#### EXERCISE GOAL
The answer is the full set of records below, transcribed exactly.

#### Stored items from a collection
———
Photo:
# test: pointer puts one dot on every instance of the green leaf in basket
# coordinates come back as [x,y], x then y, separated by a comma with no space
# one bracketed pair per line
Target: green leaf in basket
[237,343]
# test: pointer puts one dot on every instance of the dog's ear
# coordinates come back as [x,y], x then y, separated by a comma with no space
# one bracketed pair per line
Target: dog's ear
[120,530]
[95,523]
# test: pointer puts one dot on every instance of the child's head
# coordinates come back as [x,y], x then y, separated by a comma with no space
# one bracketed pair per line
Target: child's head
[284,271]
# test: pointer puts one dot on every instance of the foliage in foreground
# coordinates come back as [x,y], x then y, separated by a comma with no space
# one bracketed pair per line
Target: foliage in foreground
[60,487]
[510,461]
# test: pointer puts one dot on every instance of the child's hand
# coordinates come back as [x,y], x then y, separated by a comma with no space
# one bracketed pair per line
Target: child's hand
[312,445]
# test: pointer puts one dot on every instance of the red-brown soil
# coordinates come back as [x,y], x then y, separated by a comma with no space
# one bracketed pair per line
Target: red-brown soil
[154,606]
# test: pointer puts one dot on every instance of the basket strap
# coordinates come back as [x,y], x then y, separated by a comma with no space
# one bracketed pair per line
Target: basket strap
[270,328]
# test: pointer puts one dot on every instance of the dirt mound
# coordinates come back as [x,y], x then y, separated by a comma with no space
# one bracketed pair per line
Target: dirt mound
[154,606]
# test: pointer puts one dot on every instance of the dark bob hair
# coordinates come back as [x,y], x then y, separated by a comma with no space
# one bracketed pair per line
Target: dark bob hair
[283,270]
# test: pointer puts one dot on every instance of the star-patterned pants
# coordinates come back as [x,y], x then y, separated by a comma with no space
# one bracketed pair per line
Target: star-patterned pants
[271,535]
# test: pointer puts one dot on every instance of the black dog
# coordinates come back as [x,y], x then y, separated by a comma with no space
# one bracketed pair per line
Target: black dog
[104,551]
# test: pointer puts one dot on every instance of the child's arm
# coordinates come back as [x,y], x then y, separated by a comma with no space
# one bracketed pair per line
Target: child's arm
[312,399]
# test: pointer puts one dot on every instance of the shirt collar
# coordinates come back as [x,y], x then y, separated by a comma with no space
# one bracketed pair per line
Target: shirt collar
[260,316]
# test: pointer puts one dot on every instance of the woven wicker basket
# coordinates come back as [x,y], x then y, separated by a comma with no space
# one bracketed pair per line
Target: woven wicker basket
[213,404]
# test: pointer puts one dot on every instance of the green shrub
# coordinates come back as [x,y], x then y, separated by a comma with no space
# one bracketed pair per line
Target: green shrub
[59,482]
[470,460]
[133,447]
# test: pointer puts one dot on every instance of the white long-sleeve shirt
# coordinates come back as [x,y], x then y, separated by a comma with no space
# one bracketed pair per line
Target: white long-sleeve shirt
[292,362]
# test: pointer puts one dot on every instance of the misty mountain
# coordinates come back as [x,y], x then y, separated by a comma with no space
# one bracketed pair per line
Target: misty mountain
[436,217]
———
#### RESULT FOR THIS EXERCISE
Photo:
# test: pointer puts one dot on every instance of the green leaf in basket
# coordinates come back as [x,y], x then y, separated by a comma with no space
# one bracketed pair per line
Target: green leaf in basket
[237,343]
# test: pointer puts one dot on every instance of the dog's ear
# coordinates come back as [x,y], x then y, separated by a comma with no space
# one bracketed pair per line
Target: dog's ear
[120,530]
[95,523]
# test: pointer puts one dot on every instance of the child's head
# coordinates come back as [x,y], x then y, separated by a comma with no space
# one bracketed pair per line
Target: child's head
[284,271]
# test: pointer puts one dot on every instance of the foliage in foreground
# coordinates come back as [x,y], x then y, separated by a comma with no space
# one bracketed pair per line
Target: foliage in foreground
[60,487]
[510,461]
# test: pointer puts one dot on every instance of the child's hand
# coordinates come back as [x,y], x then y, separated by a comma with no space
# one bracketed pair per line
Target: child's hand
[312,445]
# test: pointer puts one dot on every instance of the red-brown soil
# coordinates come back as [x,y], x then y, separated by a comma with no space
# one bracketed pair per line
Target: red-brown soil
[154,606]
# test: pointer puts one dot on every instance of the basket strap
# coordinates come back as [x,y], x then y, separated by a comma with no space
# one bracketed pair per line
Target: basket strap
[270,328]
# test: pointer puts one dot on every instance of the dirt mound
# coordinates come back as [x,y], x then y, separated by a comma with no space
# one bracketed pair per line
Target: dirt mound
[154,606]
# test: pointer puts one dot on every instance of the dark bob hair
# coordinates come back as [x,y], x then y, separated by a comma with no space
# one bracketed pair per line
Target: dark bob hair
[283,270]
# test: pointer puts one dot on every instance of the star-patterned pants
# coordinates come back as [x,y], x then y, separated by a comma with no space
# one bracketed pair per line
Target: star-patterned pants
[271,535]
# test: pointer puts one dot on every instance of the black dog
# coordinates come back as [x,y], x then y, separated by a comma with no space
# one bracketed pair per line
Target: black dog
[104,551]
# test: pointer puts one dot on every instance of the child's arm
# coordinates come back as [x,y], x then y, separated by a comma with no space
# one bracketed pair per line
Target: child's arm
[312,399]
# test: pointer puts one dot on every instance of the shirt collar
# coordinates come back as [x,y], x then y, separated by a comma with no space
# one bracketed pair per line
Target: shirt collar
[260,316]
# test: pointer puts one dot on every instance of the woven wicker basket
# coordinates come back as [x,y], x then y, separated by a comma with no space
# one bracketed pair per line
Target: woven wicker basket
[213,404]
# test: pointer puts one dot on every instance of the green shrub
# coordinates come back as [x,y], x then y, separated by a comma with no space
# one bracketed pair per line
Target: green shrub
[59,482]
[470,460]
[133,447]
# test: pointer puts one dot on every instance of the white long-sleeve shirt
# coordinates come back as [x,y], x then y, separated by a comma with no space
# one bracketed pair per line
Target: white long-sleeve shirt
[292,362]
# test: pointer puts one dot on every instance of the misty mountain
# coordinates come back as [x,y], x then y, separated by a comma with no space
# one bracketed pair per line
Target: misty mountain
[436,217]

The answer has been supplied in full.